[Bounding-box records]
★ ★ ★ ★ ★

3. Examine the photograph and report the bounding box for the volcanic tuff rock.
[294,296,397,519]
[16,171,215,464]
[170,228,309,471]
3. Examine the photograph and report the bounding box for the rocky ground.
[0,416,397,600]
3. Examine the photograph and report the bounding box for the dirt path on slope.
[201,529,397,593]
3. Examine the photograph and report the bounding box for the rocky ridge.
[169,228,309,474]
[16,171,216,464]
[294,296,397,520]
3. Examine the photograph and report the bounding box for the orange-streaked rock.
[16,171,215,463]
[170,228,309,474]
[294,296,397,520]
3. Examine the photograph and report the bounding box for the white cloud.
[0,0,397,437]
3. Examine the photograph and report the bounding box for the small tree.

★ ★ ★ ★ ★

● **What the task requires**:
Rewrite all of these lines, putting "give" wherever "report" appears and changing nothing else.

● **Expected answer**:
3. Examine the photograph and give the bounding box for the volcanic tuff rock.
[294,296,397,519]
[16,171,215,464]
[170,228,309,471]
3. Examine the photograph and give the bounding box for the rocky ground.
[0,416,397,600]
3. Examine the photograph and give the bounding box for the dirt path on slope.
[201,529,397,593]
3. Examine the photograph and give the bounding box for the rocky ridge.
[169,228,309,474]
[16,171,216,464]
[294,296,397,520]
3. Examine the photograph and give the bounding box for the orange-streaked rock.
[16,171,215,463]
[170,228,309,474]
[294,296,397,520]
3. Examine the photograph and give the bounding box for the white cloud.
[0,0,397,437]
3. Examine the photograph and give the bounding box for the small tree.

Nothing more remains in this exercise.